§ **Record set**
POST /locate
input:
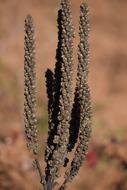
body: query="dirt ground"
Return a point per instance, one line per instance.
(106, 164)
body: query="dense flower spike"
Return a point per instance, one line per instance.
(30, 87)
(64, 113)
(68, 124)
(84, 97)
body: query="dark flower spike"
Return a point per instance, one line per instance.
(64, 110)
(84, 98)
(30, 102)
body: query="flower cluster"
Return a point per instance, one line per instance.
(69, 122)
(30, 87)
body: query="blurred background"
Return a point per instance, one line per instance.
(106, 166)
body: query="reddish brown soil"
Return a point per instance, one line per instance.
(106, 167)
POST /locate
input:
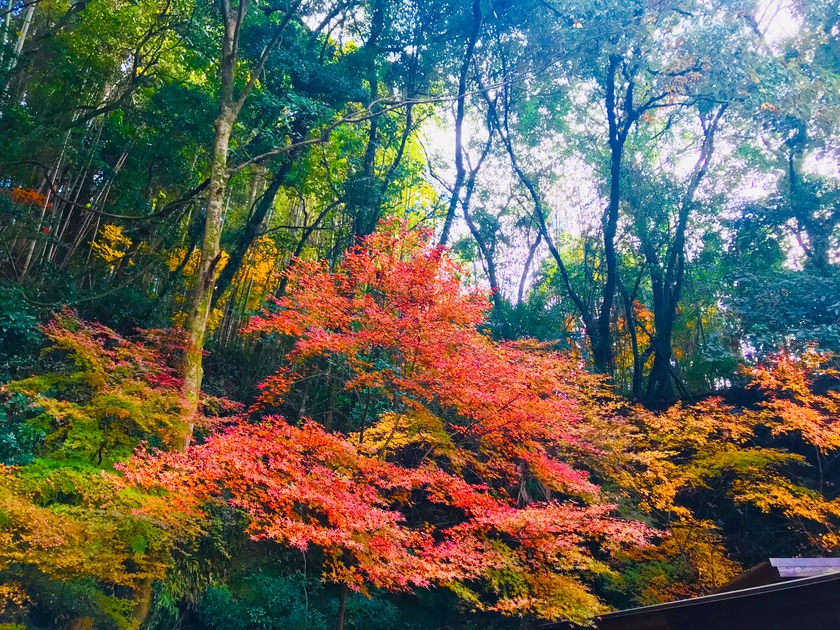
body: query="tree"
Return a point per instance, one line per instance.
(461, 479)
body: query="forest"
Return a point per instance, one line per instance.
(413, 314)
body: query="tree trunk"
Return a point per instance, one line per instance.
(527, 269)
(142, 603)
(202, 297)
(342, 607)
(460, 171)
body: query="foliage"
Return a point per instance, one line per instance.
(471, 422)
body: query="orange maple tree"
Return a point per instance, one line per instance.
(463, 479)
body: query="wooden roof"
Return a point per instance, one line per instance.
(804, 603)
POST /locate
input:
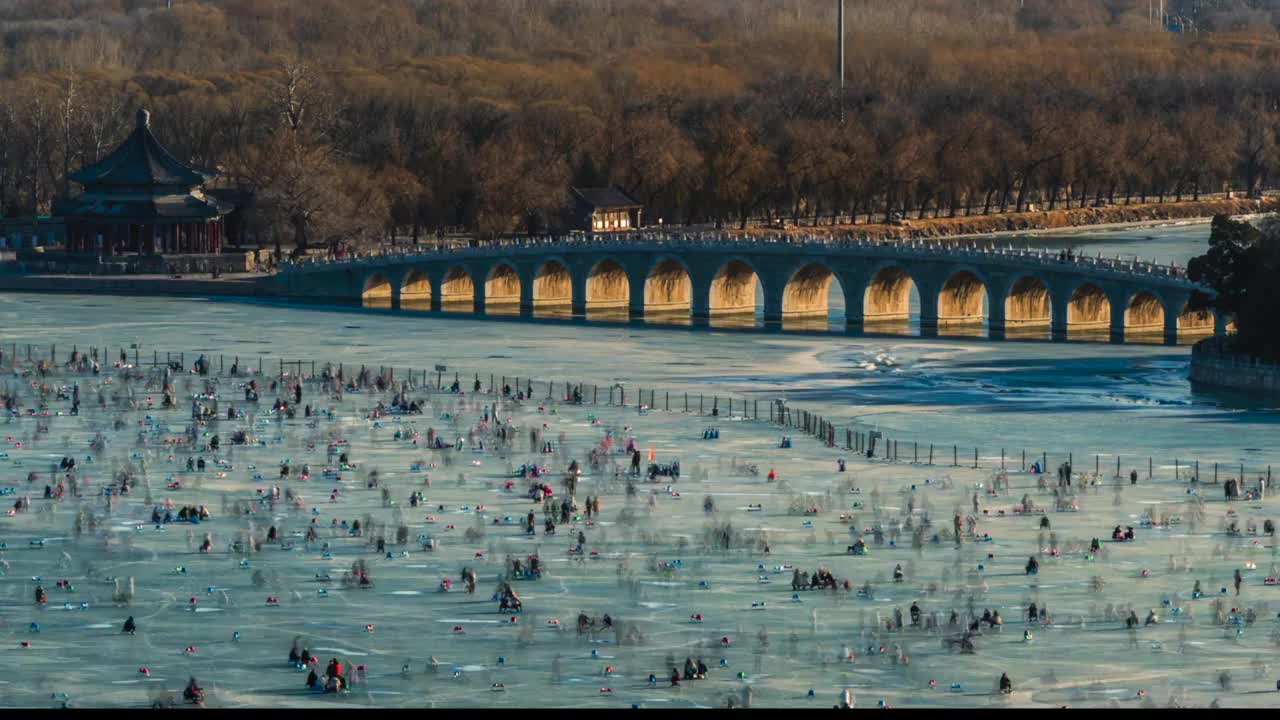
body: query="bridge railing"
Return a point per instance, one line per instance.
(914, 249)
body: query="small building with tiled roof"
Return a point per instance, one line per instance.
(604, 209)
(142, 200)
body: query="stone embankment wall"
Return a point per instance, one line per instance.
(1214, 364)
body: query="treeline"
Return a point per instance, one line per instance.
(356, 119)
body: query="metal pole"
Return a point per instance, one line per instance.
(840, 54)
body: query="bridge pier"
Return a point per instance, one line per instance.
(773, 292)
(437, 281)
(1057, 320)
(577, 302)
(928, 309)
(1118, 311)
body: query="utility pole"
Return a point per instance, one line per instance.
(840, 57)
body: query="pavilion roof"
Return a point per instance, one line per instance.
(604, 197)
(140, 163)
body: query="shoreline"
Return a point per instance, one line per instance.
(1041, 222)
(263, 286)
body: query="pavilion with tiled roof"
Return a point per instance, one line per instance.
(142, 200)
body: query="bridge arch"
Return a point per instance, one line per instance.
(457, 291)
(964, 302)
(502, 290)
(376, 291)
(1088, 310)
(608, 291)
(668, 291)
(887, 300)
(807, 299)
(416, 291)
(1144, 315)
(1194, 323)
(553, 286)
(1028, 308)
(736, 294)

§ **Task directions**
Give all the lines above again, character for character, without pictures.

§ **Task solution**
POST /locate
input:
body: query="dirt ground"
Return a point per instance, one line per instance.
(106, 164)
body: query="dense flower spike"
Return a point per instance, one line per instance.
(30, 87)
(64, 113)
(68, 124)
(84, 97)
body: query="dark flower spike"
Return a point per instance, one line per instance.
(64, 110)
(84, 98)
(30, 102)
body: query="flower cluster"
Return a point per instance, one line per instance.
(69, 122)
(30, 87)
body: query="blurred background"
Return a point per instance, one line per instance.
(106, 166)
body: query="reddish brown soil"
Return a point per instance, one line per instance.
(106, 167)
POST /locate
input:
body: query="tree"
Return a point per instance, one line per instance.
(461, 479)
body: query="forest"
Return a point per instance, one line per instance.
(413, 314)
body: query="tree trunk"
Return a point per instance, one line per instance.
(527, 269)
(142, 603)
(202, 297)
(342, 607)
(460, 171)
body: query="foliage"
Return a point per instance, one line per instance.
(471, 422)
body: query="orange maple tree"
Return a point per instance, one line per instance.
(463, 479)
body: query="wooden roof"
Return a point per instance, one line per instance.
(804, 603)
POST /locate
input:
body: query="bridge railing"
Return a point per instance, one line per instance.
(914, 249)
body: query="small building with tiled roof"
Return a point per instance, one line per instance.
(604, 209)
(142, 200)
body: query="stone embankment wall"
Return a point per instance, one line per instance.
(1214, 364)
body: query="treeline"
Return a point per instance, one line per instance.
(356, 119)
body: query="metal pole"
Return a point per instance, one line per instance.
(840, 54)
body: query="bridge pier"
Return a point per instance, one line per instance.
(773, 292)
(437, 281)
(1057, 320)
(577, 302)
(928, 309)
(1118, 311)
body: query="utility pole"
Return a point per instance, one line per instance.
(840, 57)
body: query="pavilion roof"
Return a point per instance, one line per instance.
(604, 197)
(140, 163)
body: query="shoreline"
Return a point per instance, one line per instance.
(1041, 222)
(263, 286)
body: query="pavilion with tiled roof"
Return a point per instance, one line per instance.
(142, 200)
body: query="bridge arch"
Return a point per instance, one line per instance.
(457, 291)
(964, 302)
(502, 290)
(376, 291)
(1088, 310)
(608, 291)
(668, 291)
(887, 300)
(807, 299)
(416, 291)
(1144, 315)
(1194, 323)
(553, 286)
(1028, 308)
(736, 294)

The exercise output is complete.